SELECTED TEXT >>
★ ★ ★ ★ ★ ★ ★

Courtesy Scott Rinaberger
A selection of sweet brioche pastries from Pioneer Bakery Cafe
Scott and Sheila Rinaberger are bringing “new beginnings” to the former Kirkwood location of McArthur’s Bakery. The owners have announced that they are converting the shuttered space into a new concept, Pioneer Bakery Café, which will not only feature signature baked good and new items for breakfast and lunch but will also do so while helping those in need.
With a mission of “baking new beginnings,” Pioneer Bakery Café is a partnership between McArthur’s Bakery and Lafayette Enterprises that aims to empower and train people with intellectual disabilities, a group that is vastly underrepresented in the workforce. As Scott Rinaberger explains, the idea for the social enterprise has been in the works for about a year and was inspired by a venture run by friends of the family who had set up a business to help their son.

★ ★ ★ ★ ★ ★ ★

YOUR GOAL >>
Answer these questions using the passage about Pioneer Bakery Café above, one answer per line:
(a) Who are the owners converting the former Kirkwood location of McArthur's Bakery?
(b) Which two organizations form the partnership behind the café?
(c) For about how long has the idea for the social enterprise been in the works?

Data items >>

★ ★ ★ ★ ★ ★ ★

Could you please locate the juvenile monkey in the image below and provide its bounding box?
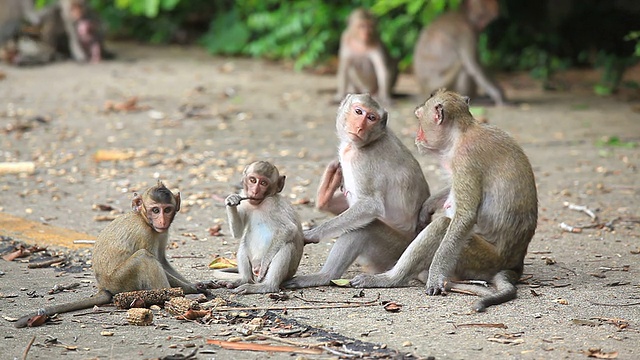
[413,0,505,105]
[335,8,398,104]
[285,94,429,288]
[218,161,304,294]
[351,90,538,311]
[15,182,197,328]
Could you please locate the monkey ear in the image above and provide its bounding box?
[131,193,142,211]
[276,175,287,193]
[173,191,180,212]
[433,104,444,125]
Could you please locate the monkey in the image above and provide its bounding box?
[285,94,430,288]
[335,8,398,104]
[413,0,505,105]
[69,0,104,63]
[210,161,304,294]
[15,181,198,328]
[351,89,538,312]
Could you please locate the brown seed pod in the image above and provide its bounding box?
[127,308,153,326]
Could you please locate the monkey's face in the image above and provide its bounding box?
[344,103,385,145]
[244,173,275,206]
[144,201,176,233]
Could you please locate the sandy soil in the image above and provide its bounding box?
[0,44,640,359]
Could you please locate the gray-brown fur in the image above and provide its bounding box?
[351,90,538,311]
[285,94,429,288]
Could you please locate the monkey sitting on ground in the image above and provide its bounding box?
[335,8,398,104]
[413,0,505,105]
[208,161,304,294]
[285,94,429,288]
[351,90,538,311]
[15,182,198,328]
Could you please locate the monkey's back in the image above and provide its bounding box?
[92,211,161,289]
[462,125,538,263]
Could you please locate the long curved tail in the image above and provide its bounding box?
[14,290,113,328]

★ ★ ★ ★ ★ ★ ★

RESULT >>
(a) Scott and Sheila Rinaberger
(b) McArthur's Bakery and Lafayette Enterprises
(c) About a year